Return the passage of the roller coaster account below that opens with the words containing "Where: An amusement" and closes with "required getting psyched.", copied word for word.

Page extract
----------------
What: A double-racing wooden roller coaster with the

world's longest vertical drop--147 feet.

Where: An amusement park north of Chicago.

When: Last summer.

Why: Good question.

Note: I become very sick to my stomach after riding a merry-go-round.

The first thing I noticed was the screaming. Then I looked up ... and up ... and up ... and there, 14 stories above me, the front car climbed over the apex and began to plunge. My stomach did the opposite, rising inside me as though I was hurtling earthward at a 55-degree angle. I looked away. But morbid curiosity got the better of me, and I followed the train. It rose; it dipped; it soared; it whipped--spinning finally into a whirlpool of track to the base.

Sure, I'd been on roller coasters before, but never one like this: the Great American Eagle. It was bigger, faster, noisier, and above all scarier. It also presented a challenge of sorts. It required getting psyched.

After watching the Eagle careen around its mile-long track, I was definitely not psyched. So I decided on a plan for working my way up to the Mt. Everest of roller coasters--I would ride the park's lesser ones first. The name of the tiniest one should have been enough to turn me away. "Willard's Whizzer" whirled like the spin-dry cycle of a washing machine, and anything that goes in circles makes me sick. I rode it anyway.

I staggered away from the "Whizzer" and stumbled into the line for "The Demon." This ride seemed a more conventional roller coaster with a hill, a turn, a rise, a dip, none of which looked terribly menacing. But as the line snaked its way around a plaster mountain placed there for atmospheric effect, "The Demon's" devilish aspects revealed themselves. I had seen the tame initial drop; I had not seen the loop that towered over the fake mountain. My first inclination was to leave the line, but embarrassment is a powerful force. I stayed put. A few minutes later I saw the next terror: another loop, this one even higher than the first; then there were two corkscrew loops and, as the finale, a sharply banked turn.

I had little time to vacillate, however, for my turn in line had come. I slumped into a deep bucket seat, pulled the thick harness over my head, and pressed it to my chest so hard that I could barely breathe. I don't remember the ride, but I left it a bit numb.

Numb, yes. Diverted, no. Having been turned upside down four times already, I decided that twice more couldn't hurt. I headed for the "Tidal Wave"--and got a terrifying lesson in the wonders of centrifugal force. Somehow--the red marks on my palms where I had clutched the safety bar gave me a clue--I managed to survive this assault on my sense of spatial order, and I even enjoyed it.
----------------
Data source items:
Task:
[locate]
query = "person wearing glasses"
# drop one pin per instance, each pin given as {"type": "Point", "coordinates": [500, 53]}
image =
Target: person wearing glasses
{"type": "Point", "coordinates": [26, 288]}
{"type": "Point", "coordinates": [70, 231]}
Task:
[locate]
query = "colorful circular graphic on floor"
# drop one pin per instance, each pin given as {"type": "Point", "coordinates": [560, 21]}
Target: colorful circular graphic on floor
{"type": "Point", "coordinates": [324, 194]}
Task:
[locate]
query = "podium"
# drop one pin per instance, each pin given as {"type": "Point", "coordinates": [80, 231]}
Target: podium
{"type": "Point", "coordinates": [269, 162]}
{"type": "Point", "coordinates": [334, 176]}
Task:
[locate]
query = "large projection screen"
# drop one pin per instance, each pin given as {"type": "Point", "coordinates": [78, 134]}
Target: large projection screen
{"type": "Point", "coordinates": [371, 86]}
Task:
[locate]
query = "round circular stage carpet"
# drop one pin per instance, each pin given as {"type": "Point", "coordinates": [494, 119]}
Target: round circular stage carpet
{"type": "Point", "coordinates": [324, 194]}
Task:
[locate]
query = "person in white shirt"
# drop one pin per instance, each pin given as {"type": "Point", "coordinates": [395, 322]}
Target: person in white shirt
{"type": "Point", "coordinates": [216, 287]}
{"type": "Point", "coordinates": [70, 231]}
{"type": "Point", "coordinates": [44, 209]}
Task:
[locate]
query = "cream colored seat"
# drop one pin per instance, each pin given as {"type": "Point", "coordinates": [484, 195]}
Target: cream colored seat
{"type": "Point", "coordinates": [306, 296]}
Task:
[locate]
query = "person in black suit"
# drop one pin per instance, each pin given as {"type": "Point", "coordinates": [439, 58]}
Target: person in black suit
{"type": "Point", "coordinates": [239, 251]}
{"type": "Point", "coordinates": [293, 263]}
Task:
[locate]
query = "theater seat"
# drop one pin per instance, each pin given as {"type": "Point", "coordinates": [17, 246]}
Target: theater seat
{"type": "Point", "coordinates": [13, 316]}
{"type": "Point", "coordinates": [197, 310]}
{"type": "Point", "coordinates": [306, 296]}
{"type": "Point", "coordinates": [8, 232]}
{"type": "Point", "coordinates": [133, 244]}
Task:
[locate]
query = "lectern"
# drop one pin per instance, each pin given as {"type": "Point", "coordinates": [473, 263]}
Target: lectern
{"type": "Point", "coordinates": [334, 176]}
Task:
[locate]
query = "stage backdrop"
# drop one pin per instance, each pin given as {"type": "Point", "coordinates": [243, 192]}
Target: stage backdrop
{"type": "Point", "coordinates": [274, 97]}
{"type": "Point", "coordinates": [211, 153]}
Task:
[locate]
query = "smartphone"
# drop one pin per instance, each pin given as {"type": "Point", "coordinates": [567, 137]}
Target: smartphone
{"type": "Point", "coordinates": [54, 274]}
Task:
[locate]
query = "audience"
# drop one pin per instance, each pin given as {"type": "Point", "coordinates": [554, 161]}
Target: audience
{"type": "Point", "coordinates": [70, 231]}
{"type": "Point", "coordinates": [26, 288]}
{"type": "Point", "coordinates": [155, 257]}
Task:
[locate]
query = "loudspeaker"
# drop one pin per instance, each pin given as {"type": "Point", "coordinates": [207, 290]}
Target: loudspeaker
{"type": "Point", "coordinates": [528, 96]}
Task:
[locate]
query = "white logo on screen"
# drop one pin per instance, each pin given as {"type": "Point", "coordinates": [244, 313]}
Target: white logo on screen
----------------
Finished answer
Where: An amusement park north of Chicago.

When: Last summer.

Why: Good question.

Note: I become very sick to my stomach after riding a merry-go-round.

The first thing I noticed was the screaming. Then I looked up ... and up ... and up ... and there, 14 stories above me, the front car climbed over the apex and began to plunge. My stomach did the opposite, rising inside me as though I was hurtling earthward at a 55-degree angle. I looked away. But morbid curiosity got the better of me, and I followed the train. It rose; it dipped; it soared; it whipped--spinning finally into a whirlpool of track to the base.

Sure, I'd been on roller coasters before, but never one like this: the Great American Eagle. It was bigger, faster, noisier, and above all scarier. It also presented a challenge of sorts. It required getting psyched.